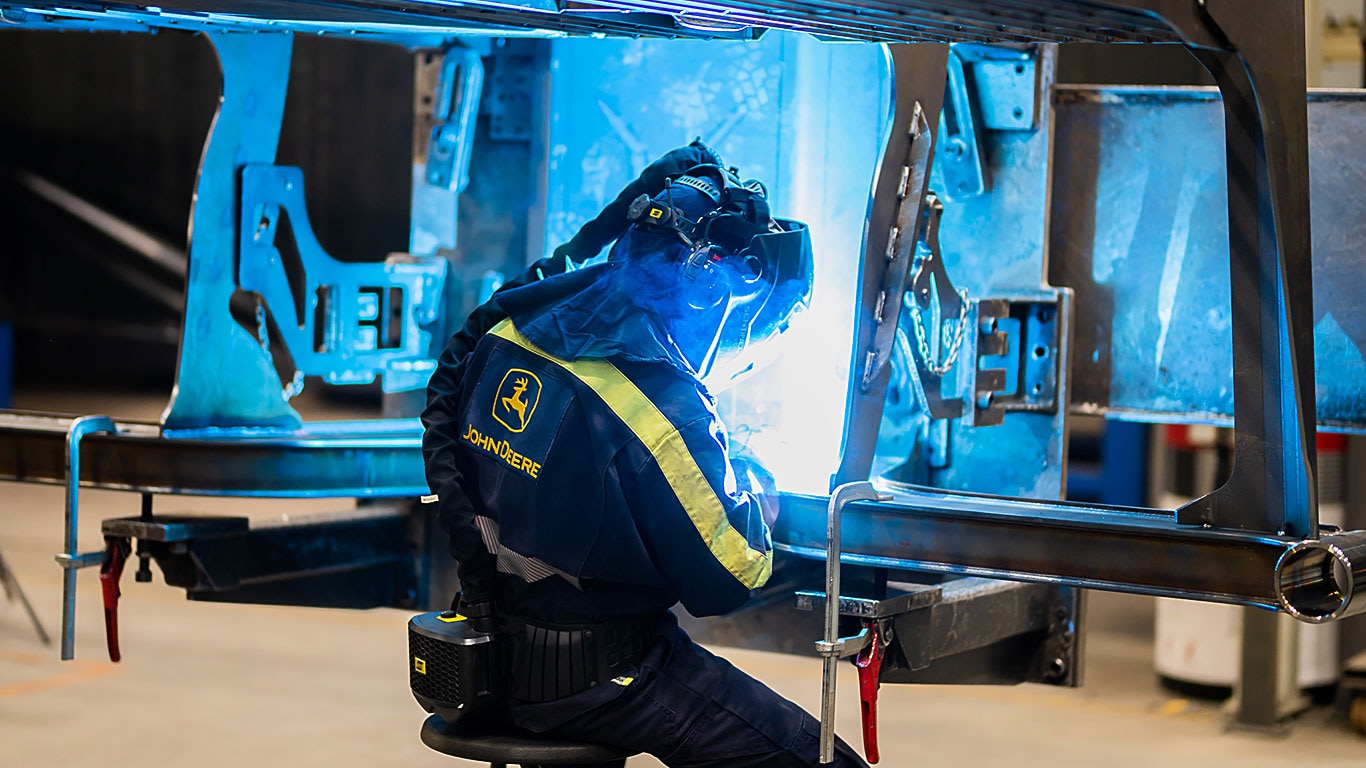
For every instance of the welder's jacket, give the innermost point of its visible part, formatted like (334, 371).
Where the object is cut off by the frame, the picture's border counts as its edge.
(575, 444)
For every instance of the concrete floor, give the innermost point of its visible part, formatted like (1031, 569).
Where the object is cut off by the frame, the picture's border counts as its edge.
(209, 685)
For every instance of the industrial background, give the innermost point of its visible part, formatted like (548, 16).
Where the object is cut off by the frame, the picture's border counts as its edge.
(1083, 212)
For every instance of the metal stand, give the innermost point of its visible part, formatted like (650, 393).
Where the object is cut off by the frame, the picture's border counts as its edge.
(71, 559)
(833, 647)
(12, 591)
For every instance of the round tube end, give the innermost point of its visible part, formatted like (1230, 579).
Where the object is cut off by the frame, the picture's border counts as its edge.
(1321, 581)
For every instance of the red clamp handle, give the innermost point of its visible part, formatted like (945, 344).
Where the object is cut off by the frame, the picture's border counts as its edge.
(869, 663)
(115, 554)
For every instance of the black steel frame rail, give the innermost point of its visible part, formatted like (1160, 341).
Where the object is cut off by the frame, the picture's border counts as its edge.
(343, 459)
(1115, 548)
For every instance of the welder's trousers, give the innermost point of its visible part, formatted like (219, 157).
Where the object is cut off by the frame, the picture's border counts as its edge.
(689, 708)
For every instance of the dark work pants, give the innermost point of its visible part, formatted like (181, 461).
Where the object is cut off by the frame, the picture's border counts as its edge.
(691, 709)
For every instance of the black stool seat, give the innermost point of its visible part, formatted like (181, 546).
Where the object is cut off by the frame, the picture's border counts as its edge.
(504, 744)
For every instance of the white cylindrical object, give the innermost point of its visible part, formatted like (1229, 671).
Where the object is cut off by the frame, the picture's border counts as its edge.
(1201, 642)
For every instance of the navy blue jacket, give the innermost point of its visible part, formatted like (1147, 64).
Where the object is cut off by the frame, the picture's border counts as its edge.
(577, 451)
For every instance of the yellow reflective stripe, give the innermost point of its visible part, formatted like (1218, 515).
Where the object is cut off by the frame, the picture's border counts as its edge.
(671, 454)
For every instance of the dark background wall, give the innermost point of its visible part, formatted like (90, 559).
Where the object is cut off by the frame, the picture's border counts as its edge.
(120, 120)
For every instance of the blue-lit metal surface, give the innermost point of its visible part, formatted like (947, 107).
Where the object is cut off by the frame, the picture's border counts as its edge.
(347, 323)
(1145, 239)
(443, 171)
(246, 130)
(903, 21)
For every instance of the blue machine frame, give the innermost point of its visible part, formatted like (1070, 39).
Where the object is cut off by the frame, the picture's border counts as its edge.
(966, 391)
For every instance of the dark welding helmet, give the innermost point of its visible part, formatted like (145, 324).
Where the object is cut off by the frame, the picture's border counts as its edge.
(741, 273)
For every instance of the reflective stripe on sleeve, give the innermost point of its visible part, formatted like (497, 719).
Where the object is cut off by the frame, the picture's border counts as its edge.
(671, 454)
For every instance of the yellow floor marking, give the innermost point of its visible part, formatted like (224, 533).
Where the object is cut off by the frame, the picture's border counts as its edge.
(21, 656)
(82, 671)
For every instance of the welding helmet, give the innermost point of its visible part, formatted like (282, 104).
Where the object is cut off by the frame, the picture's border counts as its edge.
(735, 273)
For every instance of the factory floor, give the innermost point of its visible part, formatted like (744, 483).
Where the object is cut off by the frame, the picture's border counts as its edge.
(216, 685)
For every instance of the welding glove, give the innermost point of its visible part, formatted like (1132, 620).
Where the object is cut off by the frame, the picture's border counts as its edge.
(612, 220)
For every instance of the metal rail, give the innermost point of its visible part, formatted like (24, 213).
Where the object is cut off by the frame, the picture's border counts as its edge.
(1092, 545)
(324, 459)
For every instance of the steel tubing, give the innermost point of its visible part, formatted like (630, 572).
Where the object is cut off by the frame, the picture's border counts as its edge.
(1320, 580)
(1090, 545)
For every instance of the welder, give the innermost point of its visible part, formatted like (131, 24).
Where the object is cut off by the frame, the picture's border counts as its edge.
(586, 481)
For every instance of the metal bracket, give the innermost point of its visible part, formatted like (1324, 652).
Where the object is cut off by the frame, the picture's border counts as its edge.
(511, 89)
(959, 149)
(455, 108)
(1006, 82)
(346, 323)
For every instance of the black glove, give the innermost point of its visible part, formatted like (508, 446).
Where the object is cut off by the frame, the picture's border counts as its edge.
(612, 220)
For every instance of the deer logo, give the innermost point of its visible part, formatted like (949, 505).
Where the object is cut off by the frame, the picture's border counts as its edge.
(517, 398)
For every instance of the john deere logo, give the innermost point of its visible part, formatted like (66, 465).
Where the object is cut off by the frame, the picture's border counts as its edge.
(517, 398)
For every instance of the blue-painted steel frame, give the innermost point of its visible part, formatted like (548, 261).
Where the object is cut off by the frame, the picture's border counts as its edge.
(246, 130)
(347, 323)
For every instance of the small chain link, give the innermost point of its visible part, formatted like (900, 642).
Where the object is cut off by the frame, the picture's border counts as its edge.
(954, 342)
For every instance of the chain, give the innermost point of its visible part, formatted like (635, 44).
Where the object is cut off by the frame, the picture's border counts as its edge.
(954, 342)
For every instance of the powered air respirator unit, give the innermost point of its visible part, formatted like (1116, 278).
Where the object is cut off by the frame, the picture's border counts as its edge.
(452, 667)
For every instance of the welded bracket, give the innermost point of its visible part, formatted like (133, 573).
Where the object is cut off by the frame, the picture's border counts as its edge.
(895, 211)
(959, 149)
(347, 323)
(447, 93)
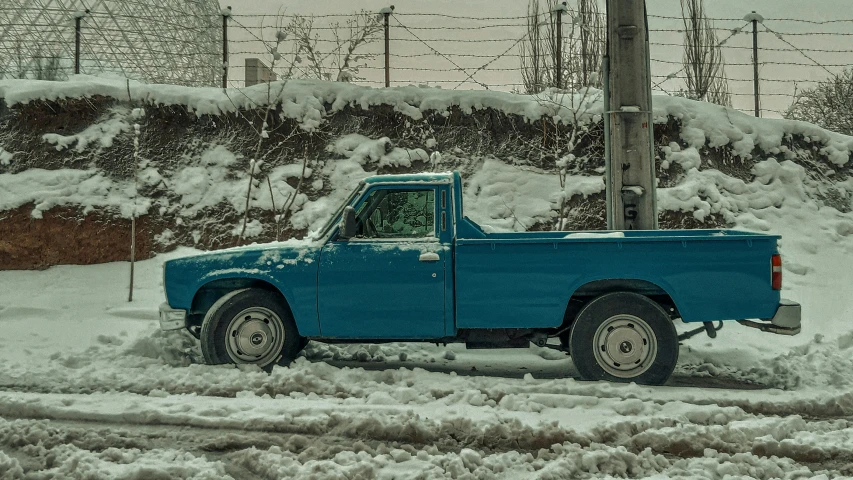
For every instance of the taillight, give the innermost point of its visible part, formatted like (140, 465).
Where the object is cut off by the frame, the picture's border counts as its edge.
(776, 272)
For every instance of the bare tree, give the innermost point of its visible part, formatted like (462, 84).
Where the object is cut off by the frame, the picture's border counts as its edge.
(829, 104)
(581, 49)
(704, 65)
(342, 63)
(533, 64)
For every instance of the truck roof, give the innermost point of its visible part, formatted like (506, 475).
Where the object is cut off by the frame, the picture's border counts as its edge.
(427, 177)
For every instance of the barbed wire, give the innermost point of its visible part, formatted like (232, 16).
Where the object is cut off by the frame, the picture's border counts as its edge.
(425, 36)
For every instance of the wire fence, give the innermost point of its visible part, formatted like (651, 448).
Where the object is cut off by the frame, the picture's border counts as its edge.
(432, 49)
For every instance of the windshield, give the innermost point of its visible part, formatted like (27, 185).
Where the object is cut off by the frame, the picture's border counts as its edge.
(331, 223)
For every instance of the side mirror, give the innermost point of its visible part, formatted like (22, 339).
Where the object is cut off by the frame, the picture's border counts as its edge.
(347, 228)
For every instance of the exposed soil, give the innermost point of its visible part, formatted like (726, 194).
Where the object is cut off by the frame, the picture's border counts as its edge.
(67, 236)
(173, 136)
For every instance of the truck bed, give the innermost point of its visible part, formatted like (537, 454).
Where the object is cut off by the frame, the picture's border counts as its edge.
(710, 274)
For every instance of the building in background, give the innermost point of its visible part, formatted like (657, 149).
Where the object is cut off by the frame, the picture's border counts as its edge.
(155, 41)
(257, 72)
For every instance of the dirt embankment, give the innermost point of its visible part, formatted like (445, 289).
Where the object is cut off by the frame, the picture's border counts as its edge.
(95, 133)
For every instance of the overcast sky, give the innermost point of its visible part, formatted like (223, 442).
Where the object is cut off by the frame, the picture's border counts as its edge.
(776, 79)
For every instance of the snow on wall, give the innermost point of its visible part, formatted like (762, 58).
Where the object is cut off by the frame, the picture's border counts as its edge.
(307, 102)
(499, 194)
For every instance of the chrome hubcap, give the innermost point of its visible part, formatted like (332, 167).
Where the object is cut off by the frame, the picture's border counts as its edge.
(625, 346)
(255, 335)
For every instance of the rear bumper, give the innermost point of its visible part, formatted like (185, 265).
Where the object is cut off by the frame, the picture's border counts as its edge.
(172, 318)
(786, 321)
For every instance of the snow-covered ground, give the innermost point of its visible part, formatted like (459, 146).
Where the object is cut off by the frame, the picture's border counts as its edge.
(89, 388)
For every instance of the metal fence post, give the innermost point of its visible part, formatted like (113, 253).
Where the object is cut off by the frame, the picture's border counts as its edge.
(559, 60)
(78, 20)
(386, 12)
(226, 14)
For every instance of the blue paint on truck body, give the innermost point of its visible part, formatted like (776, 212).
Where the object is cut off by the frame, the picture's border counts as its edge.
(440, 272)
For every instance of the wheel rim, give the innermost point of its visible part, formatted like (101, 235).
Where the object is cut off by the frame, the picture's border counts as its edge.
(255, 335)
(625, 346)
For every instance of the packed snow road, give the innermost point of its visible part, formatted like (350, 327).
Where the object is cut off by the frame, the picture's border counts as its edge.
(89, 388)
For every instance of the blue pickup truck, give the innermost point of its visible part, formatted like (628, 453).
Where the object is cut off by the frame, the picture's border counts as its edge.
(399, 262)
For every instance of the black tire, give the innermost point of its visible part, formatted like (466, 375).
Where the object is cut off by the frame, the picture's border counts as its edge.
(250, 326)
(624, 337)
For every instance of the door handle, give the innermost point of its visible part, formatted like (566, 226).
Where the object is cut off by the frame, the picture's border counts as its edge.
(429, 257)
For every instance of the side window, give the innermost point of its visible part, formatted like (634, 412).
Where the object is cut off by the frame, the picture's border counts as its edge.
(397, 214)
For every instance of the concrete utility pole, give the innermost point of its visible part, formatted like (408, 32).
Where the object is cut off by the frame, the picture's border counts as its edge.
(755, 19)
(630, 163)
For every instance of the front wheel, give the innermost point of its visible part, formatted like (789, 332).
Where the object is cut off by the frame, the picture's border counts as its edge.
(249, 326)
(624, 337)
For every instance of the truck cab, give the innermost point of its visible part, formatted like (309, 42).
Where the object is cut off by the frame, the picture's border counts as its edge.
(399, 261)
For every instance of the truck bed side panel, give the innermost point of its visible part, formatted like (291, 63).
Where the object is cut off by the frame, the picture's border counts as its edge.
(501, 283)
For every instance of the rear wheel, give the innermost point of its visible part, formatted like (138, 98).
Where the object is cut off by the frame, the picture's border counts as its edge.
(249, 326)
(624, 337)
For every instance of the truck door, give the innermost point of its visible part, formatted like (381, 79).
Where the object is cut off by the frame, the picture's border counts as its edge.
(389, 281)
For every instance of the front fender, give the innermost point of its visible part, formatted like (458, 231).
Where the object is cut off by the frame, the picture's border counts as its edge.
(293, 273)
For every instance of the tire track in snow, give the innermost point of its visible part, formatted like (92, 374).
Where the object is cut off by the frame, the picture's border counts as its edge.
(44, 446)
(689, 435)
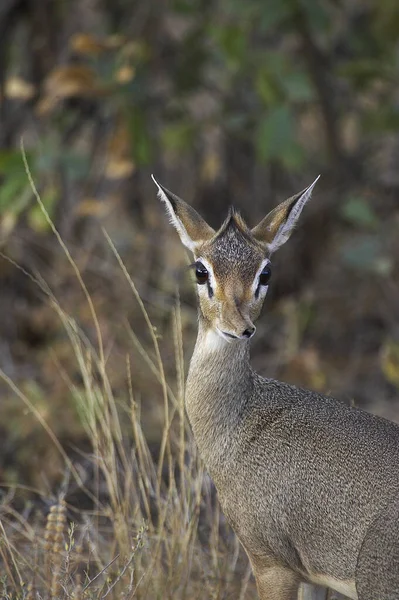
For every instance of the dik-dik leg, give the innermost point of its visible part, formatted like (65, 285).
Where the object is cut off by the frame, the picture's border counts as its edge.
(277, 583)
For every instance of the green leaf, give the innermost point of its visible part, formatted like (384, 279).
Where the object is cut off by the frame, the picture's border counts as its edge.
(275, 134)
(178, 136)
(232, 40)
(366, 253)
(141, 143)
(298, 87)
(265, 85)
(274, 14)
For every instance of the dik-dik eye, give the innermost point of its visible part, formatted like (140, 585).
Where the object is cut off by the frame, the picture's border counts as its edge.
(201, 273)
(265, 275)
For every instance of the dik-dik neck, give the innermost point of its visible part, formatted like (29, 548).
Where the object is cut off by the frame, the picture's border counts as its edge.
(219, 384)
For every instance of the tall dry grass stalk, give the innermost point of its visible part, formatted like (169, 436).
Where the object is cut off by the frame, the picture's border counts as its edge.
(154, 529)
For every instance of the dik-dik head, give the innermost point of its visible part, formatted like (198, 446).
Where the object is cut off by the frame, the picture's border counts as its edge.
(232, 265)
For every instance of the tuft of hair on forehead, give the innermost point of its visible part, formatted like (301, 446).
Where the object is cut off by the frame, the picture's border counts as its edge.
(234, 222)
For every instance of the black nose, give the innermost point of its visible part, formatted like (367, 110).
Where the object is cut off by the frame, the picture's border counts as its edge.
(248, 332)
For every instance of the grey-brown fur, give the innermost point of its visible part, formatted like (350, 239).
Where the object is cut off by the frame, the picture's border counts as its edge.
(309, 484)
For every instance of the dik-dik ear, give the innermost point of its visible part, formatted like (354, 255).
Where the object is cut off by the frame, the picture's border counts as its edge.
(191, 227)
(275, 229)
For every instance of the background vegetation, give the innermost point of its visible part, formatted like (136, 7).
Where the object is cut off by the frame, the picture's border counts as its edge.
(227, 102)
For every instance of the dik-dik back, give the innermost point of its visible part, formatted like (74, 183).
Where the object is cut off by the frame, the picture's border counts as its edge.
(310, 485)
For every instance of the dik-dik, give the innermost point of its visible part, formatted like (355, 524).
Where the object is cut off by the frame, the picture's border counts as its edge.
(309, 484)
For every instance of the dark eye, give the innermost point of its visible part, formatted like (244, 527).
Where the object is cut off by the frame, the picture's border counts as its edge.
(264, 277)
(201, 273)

ASSIGNMENT
The response must contain every line from the listing above in which the string "fence" appears.

OUTPUT BELOW
For every instance of the wire fence, give the innermost point of its visible part, formatted like (651, 448).
For every instance of the metal fence post, give the innermost point of its visible part, formatted like (113, 253).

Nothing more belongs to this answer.